Work to be completed
Pick out each line below that contains the word "road", and copy every such line.

Source records
## BEGIN

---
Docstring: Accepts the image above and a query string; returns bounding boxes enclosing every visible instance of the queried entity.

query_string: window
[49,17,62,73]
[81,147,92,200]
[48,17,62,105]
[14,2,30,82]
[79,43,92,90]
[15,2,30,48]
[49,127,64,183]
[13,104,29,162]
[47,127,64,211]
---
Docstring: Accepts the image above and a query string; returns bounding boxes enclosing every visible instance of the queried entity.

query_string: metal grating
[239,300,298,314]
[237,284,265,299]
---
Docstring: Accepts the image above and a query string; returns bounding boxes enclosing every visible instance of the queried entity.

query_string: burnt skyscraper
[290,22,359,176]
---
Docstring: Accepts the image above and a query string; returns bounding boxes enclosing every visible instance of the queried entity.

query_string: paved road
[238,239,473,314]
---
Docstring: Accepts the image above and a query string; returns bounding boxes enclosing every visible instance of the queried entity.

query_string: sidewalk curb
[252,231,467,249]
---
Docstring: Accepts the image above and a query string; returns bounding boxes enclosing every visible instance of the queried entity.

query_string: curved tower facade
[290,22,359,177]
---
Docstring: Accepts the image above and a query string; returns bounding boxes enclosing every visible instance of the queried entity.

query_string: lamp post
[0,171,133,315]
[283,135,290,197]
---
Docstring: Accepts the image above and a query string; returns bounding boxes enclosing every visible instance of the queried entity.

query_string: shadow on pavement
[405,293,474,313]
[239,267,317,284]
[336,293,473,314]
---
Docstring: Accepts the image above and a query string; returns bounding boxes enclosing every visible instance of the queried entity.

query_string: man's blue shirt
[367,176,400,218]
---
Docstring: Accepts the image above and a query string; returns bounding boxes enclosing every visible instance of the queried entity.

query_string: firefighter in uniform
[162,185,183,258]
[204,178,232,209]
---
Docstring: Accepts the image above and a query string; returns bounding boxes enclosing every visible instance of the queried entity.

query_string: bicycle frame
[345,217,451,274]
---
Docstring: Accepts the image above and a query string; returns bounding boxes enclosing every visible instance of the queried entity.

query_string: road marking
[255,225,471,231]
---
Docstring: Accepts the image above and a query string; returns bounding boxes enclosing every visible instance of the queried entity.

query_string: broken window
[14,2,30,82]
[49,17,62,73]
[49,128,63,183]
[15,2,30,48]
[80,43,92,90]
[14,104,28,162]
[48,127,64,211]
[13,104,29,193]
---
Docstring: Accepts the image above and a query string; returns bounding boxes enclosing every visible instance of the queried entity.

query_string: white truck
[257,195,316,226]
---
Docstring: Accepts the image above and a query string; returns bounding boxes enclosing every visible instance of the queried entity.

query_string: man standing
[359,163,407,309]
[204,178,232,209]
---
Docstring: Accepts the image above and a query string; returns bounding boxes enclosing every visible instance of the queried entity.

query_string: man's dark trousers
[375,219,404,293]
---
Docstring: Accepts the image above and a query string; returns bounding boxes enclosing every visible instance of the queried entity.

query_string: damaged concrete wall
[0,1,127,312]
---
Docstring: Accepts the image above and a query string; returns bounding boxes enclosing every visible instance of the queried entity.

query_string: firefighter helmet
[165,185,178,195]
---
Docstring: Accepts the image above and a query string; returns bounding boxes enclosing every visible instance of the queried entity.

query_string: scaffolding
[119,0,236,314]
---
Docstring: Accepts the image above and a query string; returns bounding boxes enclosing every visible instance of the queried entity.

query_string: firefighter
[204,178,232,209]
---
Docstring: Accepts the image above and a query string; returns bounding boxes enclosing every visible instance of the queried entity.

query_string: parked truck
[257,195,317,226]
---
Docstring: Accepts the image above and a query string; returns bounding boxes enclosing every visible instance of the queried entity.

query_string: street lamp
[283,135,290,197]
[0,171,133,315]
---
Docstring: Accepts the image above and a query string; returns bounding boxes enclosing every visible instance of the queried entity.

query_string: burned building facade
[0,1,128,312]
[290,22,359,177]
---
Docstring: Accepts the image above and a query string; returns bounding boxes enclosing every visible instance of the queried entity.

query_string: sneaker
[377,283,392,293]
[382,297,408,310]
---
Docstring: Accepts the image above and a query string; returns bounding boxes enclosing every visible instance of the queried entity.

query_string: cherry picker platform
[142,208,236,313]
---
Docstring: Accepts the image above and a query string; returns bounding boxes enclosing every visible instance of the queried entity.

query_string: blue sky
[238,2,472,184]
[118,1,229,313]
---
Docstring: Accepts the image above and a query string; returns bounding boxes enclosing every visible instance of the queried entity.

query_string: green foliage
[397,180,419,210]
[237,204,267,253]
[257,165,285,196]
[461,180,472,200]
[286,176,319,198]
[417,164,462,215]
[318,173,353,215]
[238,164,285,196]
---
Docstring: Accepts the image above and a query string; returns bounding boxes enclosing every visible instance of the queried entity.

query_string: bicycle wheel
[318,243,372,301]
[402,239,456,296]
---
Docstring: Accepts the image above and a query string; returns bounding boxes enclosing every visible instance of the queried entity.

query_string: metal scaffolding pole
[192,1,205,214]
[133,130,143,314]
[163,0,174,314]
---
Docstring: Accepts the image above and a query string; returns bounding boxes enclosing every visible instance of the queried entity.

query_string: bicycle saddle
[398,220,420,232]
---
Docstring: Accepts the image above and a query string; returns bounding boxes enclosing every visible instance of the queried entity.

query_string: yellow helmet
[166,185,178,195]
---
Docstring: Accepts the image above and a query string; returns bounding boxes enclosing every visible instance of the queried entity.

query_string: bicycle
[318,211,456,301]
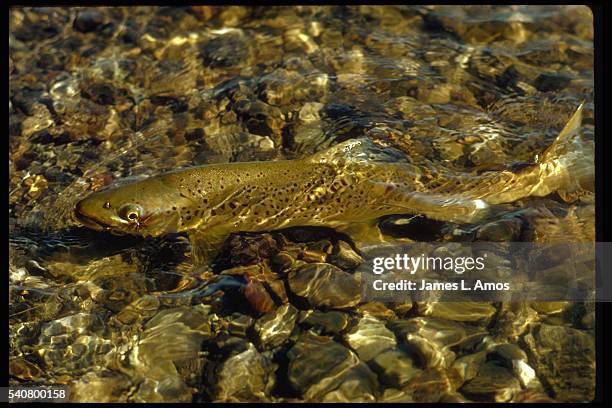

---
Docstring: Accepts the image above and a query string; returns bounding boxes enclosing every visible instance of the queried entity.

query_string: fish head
[74,177,189,237]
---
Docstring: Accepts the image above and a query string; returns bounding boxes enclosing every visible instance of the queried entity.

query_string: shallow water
[9,6,595,402]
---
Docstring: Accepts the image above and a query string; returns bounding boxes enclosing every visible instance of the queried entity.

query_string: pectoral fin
[189,231,227,268]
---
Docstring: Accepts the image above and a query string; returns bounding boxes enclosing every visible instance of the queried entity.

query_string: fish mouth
[74,210,111,231]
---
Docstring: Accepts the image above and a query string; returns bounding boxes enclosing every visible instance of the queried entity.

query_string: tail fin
[537,103,595,201]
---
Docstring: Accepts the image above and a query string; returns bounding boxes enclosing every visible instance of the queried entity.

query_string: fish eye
[119,204,142,222]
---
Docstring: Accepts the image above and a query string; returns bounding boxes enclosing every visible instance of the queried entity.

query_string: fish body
[75,106,593,264]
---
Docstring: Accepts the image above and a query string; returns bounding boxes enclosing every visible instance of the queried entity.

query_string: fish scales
[75,105,594,260]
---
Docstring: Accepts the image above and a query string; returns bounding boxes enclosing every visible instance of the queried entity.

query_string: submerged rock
[299,310,349,334]
[287,333,378,402]
[345,315,397,362]
[461,363,521,402]
[255,303,298,348]
[524,324,595,402]
[215,343,276,402]
[288,263,361,308]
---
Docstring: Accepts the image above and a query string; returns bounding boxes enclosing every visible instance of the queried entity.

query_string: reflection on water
[9,6,595,402]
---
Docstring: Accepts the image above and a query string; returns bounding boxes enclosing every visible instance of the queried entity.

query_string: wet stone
[404,369,453,402]
[368,349,422,388]
[449,351,487,387]
[345,315,397,362]
[419,302,497,325]
[389,317,485,368]
[298,310,349,334]
[215,343,276,402]
[524,324,595,402]
[288,263,361,308]
[287,333,378,402]
[9,357,43,381]
[200,34,249,68]
[74,10,105,33]
[70,371,132,403]
[255,304,298,348]
[461,363,521,402]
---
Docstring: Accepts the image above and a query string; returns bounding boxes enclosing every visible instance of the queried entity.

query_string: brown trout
[75,105,594,264]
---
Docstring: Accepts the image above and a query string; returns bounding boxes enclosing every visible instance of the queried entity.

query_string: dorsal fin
[309,137,406,163]
[537,102,584,163]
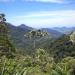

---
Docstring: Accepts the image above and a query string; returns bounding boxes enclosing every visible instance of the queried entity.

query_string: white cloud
[10,10,75,27]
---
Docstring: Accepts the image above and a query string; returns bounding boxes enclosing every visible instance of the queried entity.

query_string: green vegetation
[0,14,75,75]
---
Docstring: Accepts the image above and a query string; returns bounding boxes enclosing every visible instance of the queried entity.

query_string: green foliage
[0,49,75,75]
[0,18,15,57]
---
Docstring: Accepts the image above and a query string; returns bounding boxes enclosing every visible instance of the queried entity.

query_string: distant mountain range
[52,27,75,34]
[7,23,75,53]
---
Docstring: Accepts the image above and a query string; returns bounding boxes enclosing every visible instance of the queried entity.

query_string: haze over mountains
[7,23,75,51]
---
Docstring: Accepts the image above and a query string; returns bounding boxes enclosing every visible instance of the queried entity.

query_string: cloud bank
[10,10,75,28]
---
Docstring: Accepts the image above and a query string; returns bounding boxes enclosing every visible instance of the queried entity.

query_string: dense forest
[0,14,75,75]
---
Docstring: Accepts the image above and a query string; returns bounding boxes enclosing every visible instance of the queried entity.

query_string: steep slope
[41,28,63,38]
[44,35,75,60]
[7,23,62,54]
[52,27,75,34]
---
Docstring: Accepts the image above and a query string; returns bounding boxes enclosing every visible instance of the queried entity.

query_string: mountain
[52,27,75,34]
[41,28,63,38]
[18,24,33,30]
[7,23,63,53]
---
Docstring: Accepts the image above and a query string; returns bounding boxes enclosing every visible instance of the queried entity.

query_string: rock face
[70,31,75,43]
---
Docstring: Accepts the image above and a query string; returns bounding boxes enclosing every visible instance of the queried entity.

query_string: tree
[25,30,48,52]
[0,14,15,57]
[0,13,6,23]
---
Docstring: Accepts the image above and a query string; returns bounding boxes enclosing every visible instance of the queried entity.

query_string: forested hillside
[0,14,75,75]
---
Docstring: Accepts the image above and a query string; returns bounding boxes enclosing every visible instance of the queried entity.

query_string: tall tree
[0,14,15,57]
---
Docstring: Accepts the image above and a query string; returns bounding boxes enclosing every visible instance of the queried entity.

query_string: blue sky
[0,0,75,28]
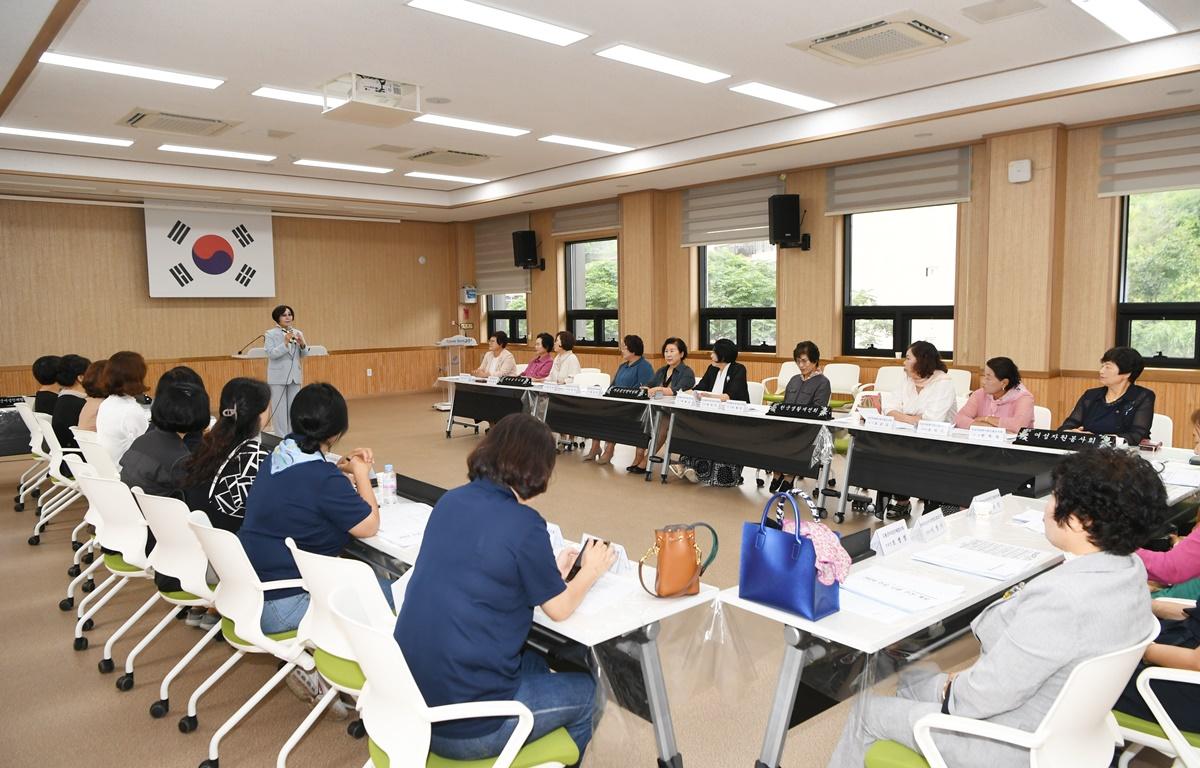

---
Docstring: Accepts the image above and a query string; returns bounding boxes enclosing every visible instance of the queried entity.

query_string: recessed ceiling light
[730,83,838,112]
[251,85,346,109]
[596,46,730,83]
[538,134,634,152]
[413,114,528,136]
[292,157,394,173]
[38,50,224,90]
[158,144,275,163]
[404,170,490,184]
[1070,0,1178,43]
[0,126,133,146]
[408,0,587,46]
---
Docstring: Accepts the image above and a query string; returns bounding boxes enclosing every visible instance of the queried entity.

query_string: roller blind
[683,176,784,245]
[475,215,529,294]
[1099,112,1200,197]
[551,200,620,235]
[826,146,971,216]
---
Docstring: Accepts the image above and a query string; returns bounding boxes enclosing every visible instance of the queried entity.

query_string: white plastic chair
[913,620,1159,768]
[1150,413,1175,448]
[331,587,578,768]
[179,511,314,768]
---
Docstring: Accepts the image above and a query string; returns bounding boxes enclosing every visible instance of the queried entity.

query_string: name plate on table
[767,403,833,421]
[917,419,954,437]
[871,520,911,556]
[605,386,650,400]
[1016,427,1117,451]
[967,426,1008,445]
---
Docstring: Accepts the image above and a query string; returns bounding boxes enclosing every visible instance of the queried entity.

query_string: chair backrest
[330,587,431,766]
[1033,406,1054,430]
[133,488,216,600]
[821,362,863,395]
[1030,619,1159,768]
[1150,413,1175,448]
[571,368,612,389]
[284,536,398,661]
[746,382,767,406]
[76,474,150,568]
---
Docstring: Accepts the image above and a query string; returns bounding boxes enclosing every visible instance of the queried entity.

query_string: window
[841,204,959,358]
[487,293,529,343]
[700,240,775,352]
[566,238,618,347]
[1117,190,1200,368]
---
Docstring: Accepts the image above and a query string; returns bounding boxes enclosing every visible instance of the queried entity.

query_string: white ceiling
[0,0,1200,221]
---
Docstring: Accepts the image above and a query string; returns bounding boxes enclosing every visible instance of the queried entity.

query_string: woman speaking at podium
[263,304,308,437]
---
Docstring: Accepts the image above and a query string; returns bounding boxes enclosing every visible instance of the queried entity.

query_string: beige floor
[0,394,1150,768]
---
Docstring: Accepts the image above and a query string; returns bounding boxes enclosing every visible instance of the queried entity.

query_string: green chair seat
[863,742,929,768]
[1112,709,1200,746]
[221,616,296,648]
[367,728,580,768]
[312,648,367,691]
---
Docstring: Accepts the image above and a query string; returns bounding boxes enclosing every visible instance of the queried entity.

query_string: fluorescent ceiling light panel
[38,50,224,90]
[0,126,133,146]
[408,0,587,46]
[730,83,838,112]
[404,170,490,184]
[596,46,730,83]
[413,114,528,136]
[1070,0,1178,43]
[292,158,394,173]
[538,133,634,152]
[251,85,346,109]
[158,144,275,163]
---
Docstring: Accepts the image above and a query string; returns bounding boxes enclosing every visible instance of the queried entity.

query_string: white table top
[361,503,718,647]
[720,496,1063,653]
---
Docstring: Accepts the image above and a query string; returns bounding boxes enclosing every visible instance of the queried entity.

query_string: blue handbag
[738,493,839,622]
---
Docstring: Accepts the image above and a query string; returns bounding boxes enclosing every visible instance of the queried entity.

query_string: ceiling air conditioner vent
[788,13,965,67]
[118,109,238,136]
[408,149,492,166]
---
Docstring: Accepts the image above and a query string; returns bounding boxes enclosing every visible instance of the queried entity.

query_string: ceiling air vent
[408,149,492,166]
[118,109,238,136]
[788,13,965,67]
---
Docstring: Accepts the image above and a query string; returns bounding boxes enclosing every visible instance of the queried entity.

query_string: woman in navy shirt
[396,414,614,760]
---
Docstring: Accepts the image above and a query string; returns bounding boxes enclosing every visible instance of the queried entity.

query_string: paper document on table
[912,536,1043,581]
[841,565,962,613]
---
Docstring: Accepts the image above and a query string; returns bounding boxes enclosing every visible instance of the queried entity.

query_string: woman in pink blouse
[954,358,1033,432]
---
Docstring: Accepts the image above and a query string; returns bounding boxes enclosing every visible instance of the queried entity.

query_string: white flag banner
[145,200,275,298]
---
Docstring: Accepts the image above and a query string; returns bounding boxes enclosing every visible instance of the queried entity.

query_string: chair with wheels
[331,587,580,768]
[866,620,1158,768]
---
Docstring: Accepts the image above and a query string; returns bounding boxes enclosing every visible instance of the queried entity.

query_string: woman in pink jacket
[954,358,1033,432]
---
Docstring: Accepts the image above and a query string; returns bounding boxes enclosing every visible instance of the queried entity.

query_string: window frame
[841,211,959,360]
[696,244,779,354]
[563,235,620,348]
[1116,194,1200,368]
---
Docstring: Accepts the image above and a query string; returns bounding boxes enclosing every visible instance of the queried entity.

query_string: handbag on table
[637,523,719,598]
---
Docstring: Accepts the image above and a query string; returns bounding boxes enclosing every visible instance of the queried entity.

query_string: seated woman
[769,341,833,493]
[829,449,1166,768]
[472,331,517,379]
[182,378,271,533]
[954,358,1033,432]
[625,336,696,475]
[683,338,750,487]
[522,331,554,382]
[583,336,654,464]
[96,352,150,467]
[1058,347,1154,445]
[396,414,616,761]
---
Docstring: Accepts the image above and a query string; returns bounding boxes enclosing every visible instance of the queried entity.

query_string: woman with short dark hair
[395,414,616,761]
[1058,347,1154,445]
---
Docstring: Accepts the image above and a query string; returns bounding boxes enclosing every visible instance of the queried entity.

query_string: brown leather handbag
[637,523,718,598]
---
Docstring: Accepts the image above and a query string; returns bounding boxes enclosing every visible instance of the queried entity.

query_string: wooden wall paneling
[1058,127,1121,370]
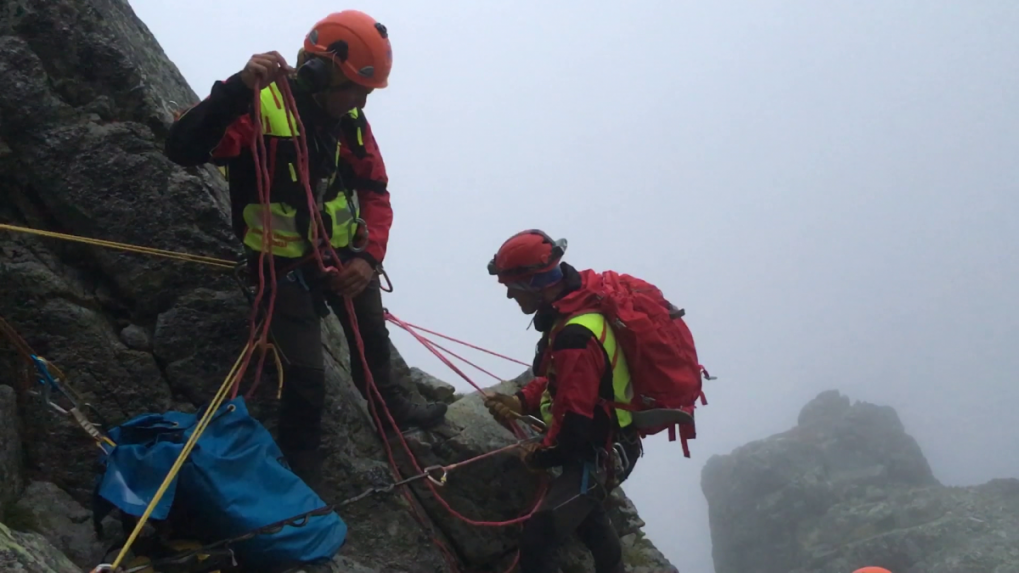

## END

Task solution
query_string: paved road
query_string: road marking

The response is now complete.